[[ Records supplied, beginning ]]
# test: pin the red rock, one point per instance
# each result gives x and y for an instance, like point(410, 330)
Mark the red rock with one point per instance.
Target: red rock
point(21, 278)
[[ Records supplied, end ]]
[[ Records supplied, beginning ]]
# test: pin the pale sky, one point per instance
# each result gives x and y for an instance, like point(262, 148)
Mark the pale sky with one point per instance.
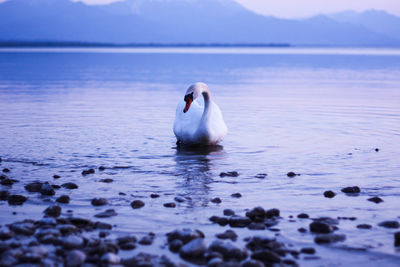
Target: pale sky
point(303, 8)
[[ Records supplied, end ]]
◆ **Work item**:
Scan the records above for the string "gives", then select every line that holds it.

◆ **Finished exercise**:
# each result gives x and y for an instance, like point(410, 330)
# each result gives x and y for an instance, like point(262, 148)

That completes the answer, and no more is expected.